▶ [RECORDS TO PROCESS]
....

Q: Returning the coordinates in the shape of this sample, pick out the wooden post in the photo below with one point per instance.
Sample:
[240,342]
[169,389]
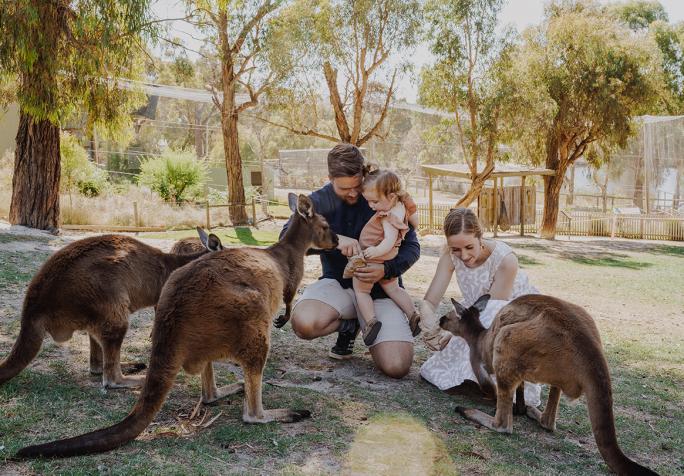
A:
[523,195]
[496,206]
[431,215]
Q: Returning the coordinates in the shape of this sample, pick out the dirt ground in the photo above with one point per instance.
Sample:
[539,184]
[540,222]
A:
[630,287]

....

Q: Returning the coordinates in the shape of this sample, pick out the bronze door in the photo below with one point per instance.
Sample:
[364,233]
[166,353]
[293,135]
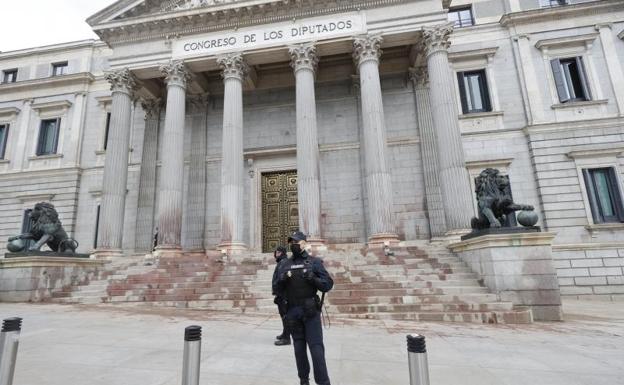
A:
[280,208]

....

▶ [OBJECTIVE]
Count the lines in the records above that contain the word "with", and give only the number.

▶ [FINAL RESULT]
3